What is needed is an exact copy of the entries below, from the line that contains "Each instance receives one keypoint. Mark the clock face" through the final line, both included, and nothing else.
******************************
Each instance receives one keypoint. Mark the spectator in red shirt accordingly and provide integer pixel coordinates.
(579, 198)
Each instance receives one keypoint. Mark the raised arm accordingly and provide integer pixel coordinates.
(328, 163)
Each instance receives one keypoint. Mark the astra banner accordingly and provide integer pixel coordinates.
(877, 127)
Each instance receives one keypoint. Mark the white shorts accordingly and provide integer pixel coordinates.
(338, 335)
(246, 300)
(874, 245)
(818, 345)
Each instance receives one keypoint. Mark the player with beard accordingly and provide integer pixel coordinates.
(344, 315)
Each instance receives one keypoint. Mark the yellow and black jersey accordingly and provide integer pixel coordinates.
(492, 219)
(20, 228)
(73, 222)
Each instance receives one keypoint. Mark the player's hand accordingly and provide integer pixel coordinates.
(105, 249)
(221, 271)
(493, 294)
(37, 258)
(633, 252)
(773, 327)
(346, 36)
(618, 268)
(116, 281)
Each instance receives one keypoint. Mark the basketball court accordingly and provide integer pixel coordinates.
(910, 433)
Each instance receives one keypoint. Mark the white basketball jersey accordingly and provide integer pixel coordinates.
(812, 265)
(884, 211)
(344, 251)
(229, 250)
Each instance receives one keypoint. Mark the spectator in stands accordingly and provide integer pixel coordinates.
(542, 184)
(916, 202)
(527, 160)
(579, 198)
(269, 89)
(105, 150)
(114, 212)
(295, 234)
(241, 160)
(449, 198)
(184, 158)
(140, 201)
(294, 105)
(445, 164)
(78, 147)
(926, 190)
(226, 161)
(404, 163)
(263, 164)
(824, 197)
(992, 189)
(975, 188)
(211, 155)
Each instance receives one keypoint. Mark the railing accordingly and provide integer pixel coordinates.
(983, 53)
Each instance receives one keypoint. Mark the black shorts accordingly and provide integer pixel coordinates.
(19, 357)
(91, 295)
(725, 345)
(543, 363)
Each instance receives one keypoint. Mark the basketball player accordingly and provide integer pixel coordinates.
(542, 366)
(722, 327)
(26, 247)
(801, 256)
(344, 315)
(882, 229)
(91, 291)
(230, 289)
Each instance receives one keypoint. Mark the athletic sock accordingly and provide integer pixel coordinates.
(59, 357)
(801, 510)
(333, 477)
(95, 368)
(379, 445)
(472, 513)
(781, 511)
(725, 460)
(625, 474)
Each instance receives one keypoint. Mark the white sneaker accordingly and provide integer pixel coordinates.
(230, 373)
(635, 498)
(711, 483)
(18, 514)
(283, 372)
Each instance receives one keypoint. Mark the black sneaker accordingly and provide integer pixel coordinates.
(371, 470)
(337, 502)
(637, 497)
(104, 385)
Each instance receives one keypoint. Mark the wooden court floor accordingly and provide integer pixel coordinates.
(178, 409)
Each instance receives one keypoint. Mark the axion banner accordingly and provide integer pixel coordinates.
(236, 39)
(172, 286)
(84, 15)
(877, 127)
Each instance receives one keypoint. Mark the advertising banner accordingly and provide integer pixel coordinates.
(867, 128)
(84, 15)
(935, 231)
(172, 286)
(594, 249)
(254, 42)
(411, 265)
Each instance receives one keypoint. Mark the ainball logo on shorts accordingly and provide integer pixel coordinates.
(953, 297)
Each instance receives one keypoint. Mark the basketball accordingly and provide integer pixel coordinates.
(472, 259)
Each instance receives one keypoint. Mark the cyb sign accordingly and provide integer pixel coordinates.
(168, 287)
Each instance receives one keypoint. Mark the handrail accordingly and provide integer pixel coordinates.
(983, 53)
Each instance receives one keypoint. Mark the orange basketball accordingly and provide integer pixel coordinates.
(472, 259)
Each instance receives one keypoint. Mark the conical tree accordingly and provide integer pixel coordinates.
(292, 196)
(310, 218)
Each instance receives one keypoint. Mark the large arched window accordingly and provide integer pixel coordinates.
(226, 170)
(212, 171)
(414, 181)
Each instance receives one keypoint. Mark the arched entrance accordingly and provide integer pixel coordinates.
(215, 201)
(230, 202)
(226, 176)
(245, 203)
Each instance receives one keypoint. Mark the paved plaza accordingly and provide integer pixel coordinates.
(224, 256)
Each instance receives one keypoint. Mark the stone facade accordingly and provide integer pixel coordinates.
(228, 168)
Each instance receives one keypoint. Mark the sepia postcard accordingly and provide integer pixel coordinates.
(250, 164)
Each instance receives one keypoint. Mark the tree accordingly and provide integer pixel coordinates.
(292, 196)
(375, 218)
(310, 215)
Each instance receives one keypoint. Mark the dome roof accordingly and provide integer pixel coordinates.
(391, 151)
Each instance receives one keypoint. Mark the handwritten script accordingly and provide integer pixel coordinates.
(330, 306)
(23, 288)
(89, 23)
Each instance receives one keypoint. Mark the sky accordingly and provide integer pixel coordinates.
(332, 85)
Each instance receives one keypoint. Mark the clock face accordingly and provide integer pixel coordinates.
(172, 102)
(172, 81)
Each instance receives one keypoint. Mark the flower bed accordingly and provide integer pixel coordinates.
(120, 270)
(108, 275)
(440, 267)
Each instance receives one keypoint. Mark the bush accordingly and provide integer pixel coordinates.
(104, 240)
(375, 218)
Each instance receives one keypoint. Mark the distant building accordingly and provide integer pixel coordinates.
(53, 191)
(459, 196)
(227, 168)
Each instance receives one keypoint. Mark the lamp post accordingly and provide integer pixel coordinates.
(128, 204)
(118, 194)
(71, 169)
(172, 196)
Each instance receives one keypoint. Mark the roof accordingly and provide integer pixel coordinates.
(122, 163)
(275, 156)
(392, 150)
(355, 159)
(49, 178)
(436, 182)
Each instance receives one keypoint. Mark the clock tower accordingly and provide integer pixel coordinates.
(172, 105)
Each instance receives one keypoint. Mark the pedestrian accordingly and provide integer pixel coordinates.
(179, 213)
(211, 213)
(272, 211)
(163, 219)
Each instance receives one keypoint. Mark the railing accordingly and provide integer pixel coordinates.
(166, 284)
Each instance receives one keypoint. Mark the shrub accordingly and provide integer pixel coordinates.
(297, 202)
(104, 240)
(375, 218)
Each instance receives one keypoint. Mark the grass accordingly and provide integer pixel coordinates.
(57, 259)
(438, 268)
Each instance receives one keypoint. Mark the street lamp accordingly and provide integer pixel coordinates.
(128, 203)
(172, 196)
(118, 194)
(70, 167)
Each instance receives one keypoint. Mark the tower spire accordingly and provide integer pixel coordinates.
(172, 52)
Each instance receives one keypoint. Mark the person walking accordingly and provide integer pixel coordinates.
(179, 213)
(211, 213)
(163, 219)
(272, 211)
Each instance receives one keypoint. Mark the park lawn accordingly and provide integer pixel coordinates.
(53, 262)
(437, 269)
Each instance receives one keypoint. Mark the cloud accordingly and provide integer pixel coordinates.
******************************
### RIGHT ANSWER
Each instance receives one keypoint. Mark the clock face accordingly and provide integer pixel coordinates.
(172, 102)
(172, 81)
Each instance receives one keypoint. Mark the flower bed accordingly and provide integer pixel coordinates.
(120, 270)
(108, 275)
(440, 267)
Each instance receives one keypoint. Mark the bush accordingly and provide integer pixel coordinates.
(104, 240)
(375, 218)
Each instance receives one keypoint. Mark the distant building accordingly and provide integer pixel coordinates.
(53, 191)
(459, 196)
(227, 168)
Each instance receives one keypoint. Mark the lamp post accordingly and provide integer pixel coordinates.
(128, 204)
(118, 194)
(71, 169)
(172, 196)
Each instance receives one keypoint. Mark the roof accordingly and provide integer pixel coordinates.
(122, 163)
(275, 156)
(392, 150)
(355, 159)
(49, 178)
(436, 182)
Each instance receives one keypoint. Mark the clock tower accordingly and provide integer pixel coordinates.
(172, 105)
Each instance receives one keypoint. Mark the pedestrian accordingly and provide integer pixel coordinates.
(179, 213)
(211, 213)
(272, 211)
(163, 219)
Each instance receives one keypoint. Mark the railing accordingly and provide integer pixel coordinates.
(166, 284)
Each instance receives one keypoint. Mark the shrub accordingly and provide integer pixel coordinates.
(297, 202)
(104, 240)
(375, 218)
Each instance receives one keypoint. Mark the grass accordingly and provide integer pixel coordinates.
(57, 259)
(438, 268)
Each instance receives one keypoint. Mark the street lamp accordingly and provide integer pixel coordinates.
(128, 203)
(172, 196)
(118, 194)
(70, 167)
Each instance receives one keypoint. Mark the tower spire accordingly and provide integer pixel coordinates.
(172, 52)
Each instance receives one keypoint. Mark the person walking accordingly and provide integer pixel coordinates.
(179, 213)
(211, 213)
(163, 219)
(272, 211)
Each instance receives one keypoint. Mark the park lawn accordingly and provide integer pixel coordinates.
(53, 262)
(437, 269)
Each instance receives one keypoint. Mark the cloud accordingly and provide integer pixel coordinates.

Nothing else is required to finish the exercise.